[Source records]
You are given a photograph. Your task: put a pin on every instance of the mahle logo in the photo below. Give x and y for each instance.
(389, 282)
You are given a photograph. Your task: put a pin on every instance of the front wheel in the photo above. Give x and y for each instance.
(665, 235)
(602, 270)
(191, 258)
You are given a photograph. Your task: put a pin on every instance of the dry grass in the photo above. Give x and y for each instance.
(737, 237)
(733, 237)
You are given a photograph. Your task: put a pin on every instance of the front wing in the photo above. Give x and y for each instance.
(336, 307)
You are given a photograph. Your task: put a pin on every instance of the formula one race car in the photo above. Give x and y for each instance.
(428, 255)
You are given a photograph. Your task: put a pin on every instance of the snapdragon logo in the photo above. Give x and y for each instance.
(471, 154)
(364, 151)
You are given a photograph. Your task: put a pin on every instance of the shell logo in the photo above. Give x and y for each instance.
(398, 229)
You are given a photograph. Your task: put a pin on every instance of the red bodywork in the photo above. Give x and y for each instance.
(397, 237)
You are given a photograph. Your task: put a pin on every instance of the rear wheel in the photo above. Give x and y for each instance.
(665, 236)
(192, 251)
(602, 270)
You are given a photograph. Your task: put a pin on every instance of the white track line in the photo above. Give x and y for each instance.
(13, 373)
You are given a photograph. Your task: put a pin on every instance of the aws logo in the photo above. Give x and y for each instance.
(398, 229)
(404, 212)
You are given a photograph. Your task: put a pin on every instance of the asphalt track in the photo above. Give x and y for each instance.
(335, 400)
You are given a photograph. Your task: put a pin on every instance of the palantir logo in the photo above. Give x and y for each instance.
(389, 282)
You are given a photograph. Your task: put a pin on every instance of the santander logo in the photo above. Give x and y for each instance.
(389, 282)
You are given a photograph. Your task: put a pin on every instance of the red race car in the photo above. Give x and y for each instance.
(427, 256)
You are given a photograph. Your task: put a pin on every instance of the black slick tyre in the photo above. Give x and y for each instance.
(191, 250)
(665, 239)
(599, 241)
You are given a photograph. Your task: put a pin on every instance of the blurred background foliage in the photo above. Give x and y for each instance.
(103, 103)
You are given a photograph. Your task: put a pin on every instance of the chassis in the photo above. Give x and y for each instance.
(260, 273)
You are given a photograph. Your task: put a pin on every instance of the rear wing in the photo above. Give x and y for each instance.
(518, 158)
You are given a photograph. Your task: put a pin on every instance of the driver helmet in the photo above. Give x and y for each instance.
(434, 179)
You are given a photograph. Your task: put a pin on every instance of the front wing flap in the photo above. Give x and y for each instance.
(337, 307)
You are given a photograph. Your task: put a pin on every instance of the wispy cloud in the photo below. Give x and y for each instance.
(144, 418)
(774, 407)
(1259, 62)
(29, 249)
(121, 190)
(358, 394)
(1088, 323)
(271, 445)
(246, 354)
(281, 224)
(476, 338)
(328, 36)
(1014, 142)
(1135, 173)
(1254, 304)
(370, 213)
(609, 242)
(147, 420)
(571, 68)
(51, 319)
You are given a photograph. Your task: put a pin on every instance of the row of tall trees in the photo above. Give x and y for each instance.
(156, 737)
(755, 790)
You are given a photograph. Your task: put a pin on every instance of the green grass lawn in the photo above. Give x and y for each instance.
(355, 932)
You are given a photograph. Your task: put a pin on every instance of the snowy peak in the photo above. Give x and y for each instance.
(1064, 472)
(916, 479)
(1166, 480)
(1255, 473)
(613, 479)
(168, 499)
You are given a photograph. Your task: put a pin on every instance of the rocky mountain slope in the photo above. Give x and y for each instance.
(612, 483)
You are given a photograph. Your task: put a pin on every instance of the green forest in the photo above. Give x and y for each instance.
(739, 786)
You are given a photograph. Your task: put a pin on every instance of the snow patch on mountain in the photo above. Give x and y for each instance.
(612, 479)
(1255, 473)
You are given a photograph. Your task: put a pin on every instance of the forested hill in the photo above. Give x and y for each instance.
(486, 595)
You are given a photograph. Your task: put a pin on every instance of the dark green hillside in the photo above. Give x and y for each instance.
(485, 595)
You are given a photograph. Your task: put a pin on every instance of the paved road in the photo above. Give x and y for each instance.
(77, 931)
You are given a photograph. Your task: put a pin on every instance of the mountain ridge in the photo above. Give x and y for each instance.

What to work on:
Write out all of the material above word for word, changing nothing.

Result of the task:
You are given a photograph. Your task: put a pin on every instance of the mahle logo in the photo below. Give x and y for each instance.
(389, 282)
You are given a photograph. Your task: put a pin on every instance of the front wheel in the photo above. Give x and y for each instance.
(665, 235)
(602, 270)
(191, 258)
You are given a photograph. Your task: put a pin on every instance of the dry grass in the photo above. Give x and y for each instance.
(737, 237)
(733, 237)
You are given a photograph. Your task: put a pin on every instance of the front wing in the photo above. Give x and y for each instance.
(336, 307)
You are given a photograph. Your task: put a pin on every instance of the formula one race car in the photo above. Give x and y for each instance.
(428, 255)
You are given a photograph. Your task: put a pin on every instance of the snapdragon logo in the photo above. Give x and y for each instance.
(471, 154)
(364, 151)
You are given a photograph. Your task: put a pin on every instance of the shell logo in the photo above. Give x and y for each instance.
(398, 229)
You are given a photograph. Your task: put a pin on every instance of the red bodywork in the photo above. Give x and y for each instance.
(397, 237)
You are given a photograph. Your task: put a pin on every instance of the rear wheel in the photo above. Give x and y for each instance.
(665, 236)
(192, 251)
(602, 270)
You are given a photograph. Your task: put a pin on every instance of the white track line in the photo above. Give x and y for each instance.
(13, 373)
You are given a photograph. Your task: put a pin on every instance of the aws logo in the photo above. Give x and y for each instance.
(398, 229)
(404, 212)
You are given a photograph. Your task: put a pin on every instance of the asphalt track in the photo above. Give x and y for each instance.
(335, 400)
You are given a photograph. Your task: put a pin on every instance of the palantir logo in the photo above. Give x and y for each instance.
(389, 282)
You are given a photograph. Your task: put a pin on every instance of the santander logo in the photo above. Give x and y for each instance.
(389, 282)
You are given a photograph. Your task: put a pin on every instance of the red race car in the photo above. Give x and y for each instance.
(427, 256)
You are given a photograph. Your task: put a pin on every instance of the black slick tyre in the photo above. Give x and y for each instance.
(191, 250)
(665, 239)
(599, 241)
You are given a photograph. Your task: put a pin on every instance of the blurred background foliage in the photo above. Give x and y for each instance.
(103, 103)
You are given a photograph. Your task: put a pin on every instance of the chassis in the photo above. Give x and y for each instance.
(260, 273)
You are given a photograph. Your task: put a pin on every instance of the rear wing in the photo above. Give x and y for each instance.
(518, 158)
You are given a photograph. Your task: put a pin on every instance of the driver helmet in the photo above. Give x and y for each instance.
(434, 179)
You are given a photograph. Your task: put a pin on every instance of the front wing flap in the photo above. Give x and y for each instance.
(337, 307)
You are given a photograph. Your task: put a pin on every instance of the wispy cloud in the photo below. Give x and y for each instance.
(144, 418)
(774, 407)
(1259, 62)
(29, 249)
(121, 190)
(358, 394)
(1088, 323)
(271, 445)
(246, 354)
(281, 224)
(476, 338)
(328, 36)
(1014, 142)
(1135, 173)
(1254, 304)
(370, 213)
(609, 242)
(147, 420)
(571, 68)
(51, 319)
You are given a photograph. Your task: put a pin on every instance of the row of tall trees in the photo above. Give x and y for each instance.
(156, 737)
(755, 790)
You are given a photograph. Your task: put a pin on every instance of the green grass lawn in the photo above. Give x and y for each instance.
(355, 932)
You are given a photograph. Your task: put a pin on every instance of the snowy peak in the photo above. Give x and y for each instance.
(1064, 472)
(916, 479)
(1166, 480)
(1255, 473)
(613, 479)
(168, 499)
You are given a photograph. Your task: put a pin on every instance of the rocky mountain slope in the photo above. Give x and y for each instance.
(612, 483)
You are given a photograph. Your task: put a pin on every instance of the green forest in the photo above. Give x and y for each instance.
(739, 786)
You are given a photograph. Your task: put a pin on every instance of the snow patch on mountain in the photo above. Give x and y for each instance.
(612, 479)
(1255, 473)
You are given a photograph. Your task: put a pin on every instance of the forested hill in the photo above. Give x and y for each instance.
(486, 595)
You are given a photograph. Your task: put a pin on every instance of the dark green hillside in the photo above. Give x and y for each instance.
(485, 595)
You are given a photograph. Your task: put a pin on every instance of the paved road in the photo above. Give x and y for each instance.
(77, 931)
You are given a photograph. Your task: put a pin on every instance of the mountain ridge in the photo above. Give x and y for each instance.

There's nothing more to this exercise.